Kutipan Teks →

Pluralisme Dalam Praksis Pendidikan di Muhammadiyah

Nurul Khotimah

Muhammadiyah adalah gerakan Islam berbasis Aqidah Islam dan berbasis Al-Qur'an dan Sunnah. Didirikan oleh KH. A. Dahlan di Kota Yogyakarta pada tanggal 8 Dzulhijjah 1330 Hijriyah atau 18 November 1912 Miladiyah.  berdasarkan historisnya, gerakan ini diberi nama Muhammadiyah dengan maksud untuk dapat mencontoh dan meneladani perjuangannya untuk menegakkan dan menjunjung tinggi agama Islam demi terwujudnya 'Ihzul Islam wal Muslimin, kejayaan Islam dan kemuliaan hidup umat Islam.

Saat ini, Muhammadiyah telah berkembang menjadi organisasi yang memiliki pengaruh besar dalam dunia pendidikan. Muhammadiyah awalnya didirikan oleh kelompok Islam, tetapi mampu berkembang seiring waktu sehingga menjadi mudah diterima oleh semua bagian masyarakat Indonesia. Banyak hal yang mendorong kemajuan Muhammadiyah, termasuk visi-misi, konsep pendidikan, tujuan, dan kurikulum yang saling berkesinambungan yang memungkinkan Muhammadiyah berinteraksi dengan masyarakat dengan baik. Sebagai pendiri Muhammadiyah, K.H. Ahmad Dahlan berharap pembaharuan yang ia bawakan dapat meningkatkan kehidupan bangsa dan mencerahkan karakter bangsa.

Menurut pemikiran Abdul Mu'ti, pendirian pendidikan Muhammadiyah didasarkan pada keyakinan teologis bahwa manusia hanya dapat mencapai keamanan dan ketaqwaan yang sempurna jika mereka memiliki pengetahuan yang cukup. Hal inilah yang menurutnya mendorong KH. Ahmad Dahlan membangun ruang pendidikan di depan rumahnya.

Kontribusi Muhammadiyah dalam bidang pendidikan Indonesia dapat dilihat dari jumlah sekolah dan perguruan tinggi yang ada di berbagai wilayah. Muhammadiyah memiliki 1094 Sekolah Dasar (SD), 1128 Sekolah Menengah Pertama (SMP), 558 Sekolah Menengah Atas (SMA), 554 Sekolah Menengah Kejuruan (SMK), dan 171 Perguruan Tinggi. Hal ini menjadikan Muhammadiyah sebagai organisasi yang memiliki peran penting dalam dunia pendidikan di Indonesia. Kontribusi nyata tersebut memiliki beberapa tantangan yang dihadapi dalam prosesnya, salah satunya adalah bentuk pluralisme dalam dunia pendidikan.

Tugas Latihan 1 →
Kutip kembali baris-baris dalam entri, mulai dari baris yang memuat "Practice step: locate the chrome" sampai akhir entri, dengan kedua ujungnya ikut disertakan.
Teks di atas dan entri sesudahnya adalah bahan yang terpisah satu sama lain.

Entri yang Diberikan →
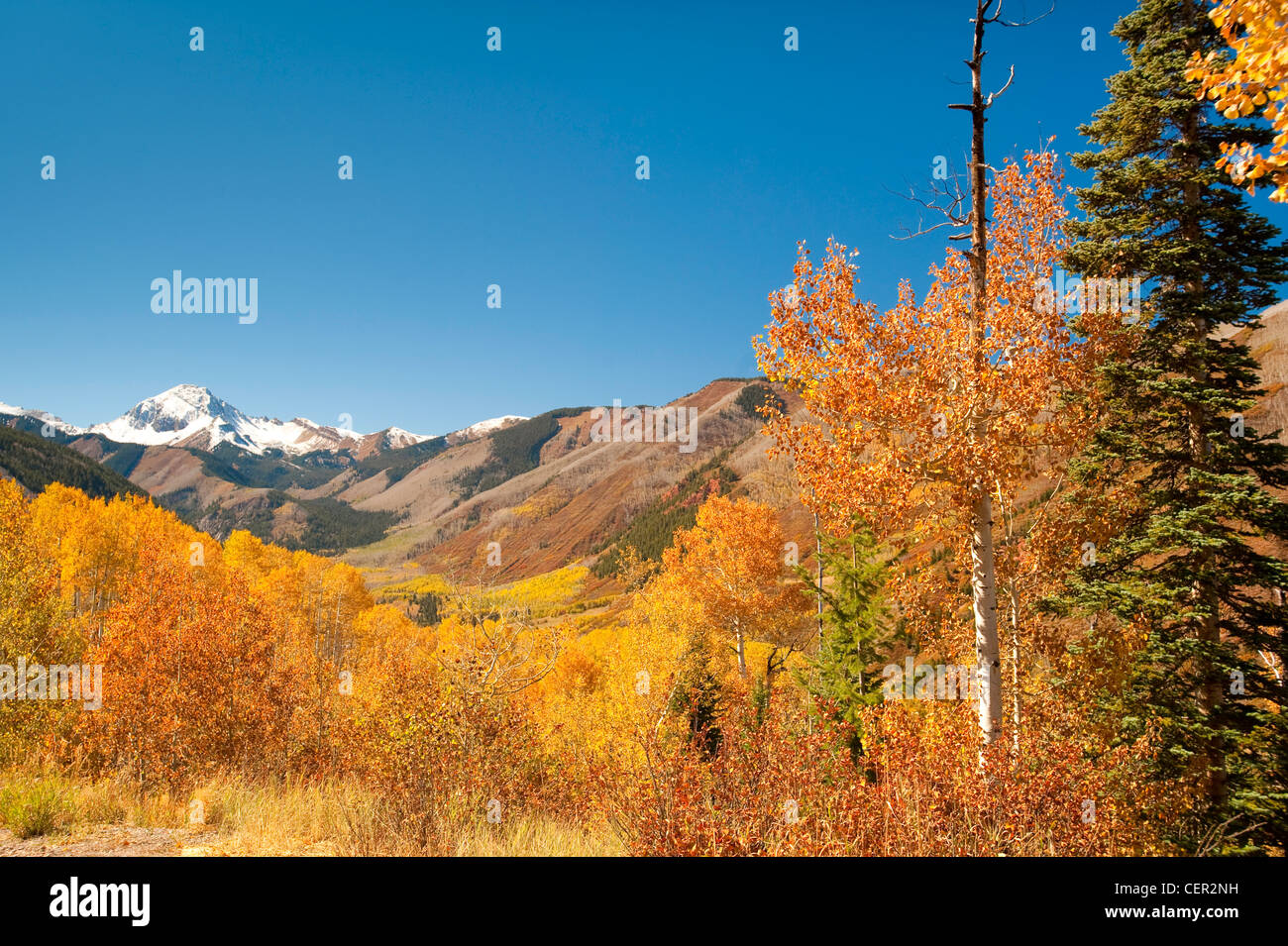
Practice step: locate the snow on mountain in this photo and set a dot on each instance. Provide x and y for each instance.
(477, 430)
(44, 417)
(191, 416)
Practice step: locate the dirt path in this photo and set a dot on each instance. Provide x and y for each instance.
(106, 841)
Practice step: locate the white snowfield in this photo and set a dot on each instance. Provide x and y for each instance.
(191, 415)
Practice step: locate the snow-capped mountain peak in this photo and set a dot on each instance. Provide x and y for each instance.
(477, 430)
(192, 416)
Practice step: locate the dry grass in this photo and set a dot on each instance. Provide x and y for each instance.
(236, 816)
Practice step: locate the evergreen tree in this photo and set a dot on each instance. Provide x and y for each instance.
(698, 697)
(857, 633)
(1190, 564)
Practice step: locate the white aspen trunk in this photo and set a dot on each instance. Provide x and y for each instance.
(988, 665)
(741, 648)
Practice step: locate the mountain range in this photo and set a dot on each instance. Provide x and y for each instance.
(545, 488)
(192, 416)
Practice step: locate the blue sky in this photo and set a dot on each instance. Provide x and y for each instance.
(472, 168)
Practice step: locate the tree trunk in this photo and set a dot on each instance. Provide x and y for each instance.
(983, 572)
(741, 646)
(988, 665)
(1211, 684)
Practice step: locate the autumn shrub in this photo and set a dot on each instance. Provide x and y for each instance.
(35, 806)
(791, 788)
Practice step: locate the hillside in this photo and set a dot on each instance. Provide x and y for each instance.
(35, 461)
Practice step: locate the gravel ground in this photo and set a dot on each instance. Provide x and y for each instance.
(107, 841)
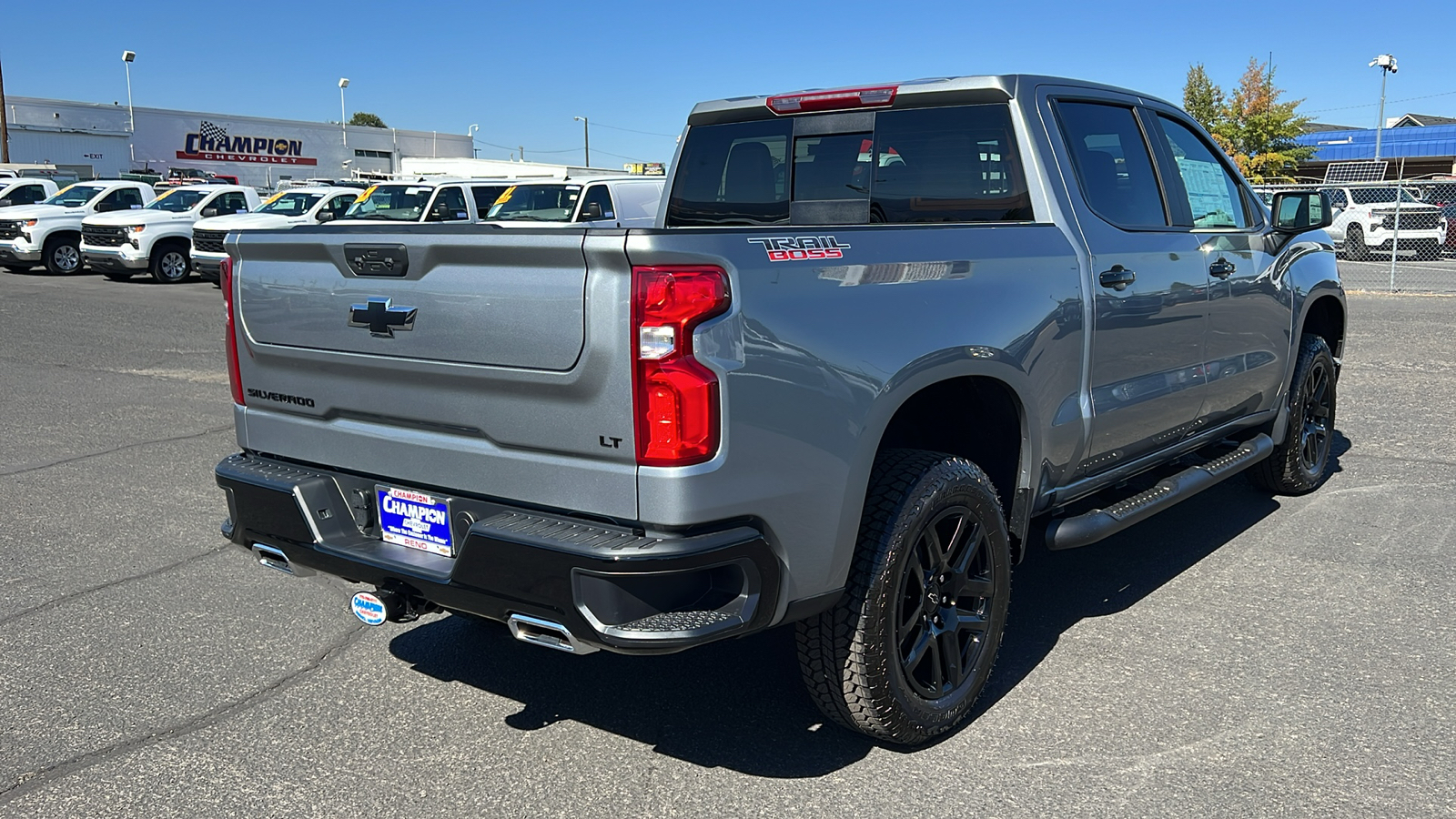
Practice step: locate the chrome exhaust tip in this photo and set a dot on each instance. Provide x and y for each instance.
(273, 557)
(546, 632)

Tugas Latihan 2 →
Jawab pertanyaan berikut berdasarkan teks tentang pendidikan Muhammadiyah.
(a) Pada tanggal berapa dalam kalender Miladiyah Muhammadiyah didirikan?
(b) Berapa jumlah Sekolah Menengah Kejuruan (SMK) yang dimiliki Muhammadiyah?
(c) Menurut Abdul Mu'ti, di mana KH. Ahmad Dahlan membangun ruang pendidikan?

Jawaban 1 →
Practice step: locate the chrome exhaust tip in this photo and set a dot on each instance. Provide x and y for each instance.
(273, 557)
(546, 632)

Jawaban 2 →
(a) 18 November 1912 Miladiyah.
(b) 554 SMK.
(c) Di depan rumahnya.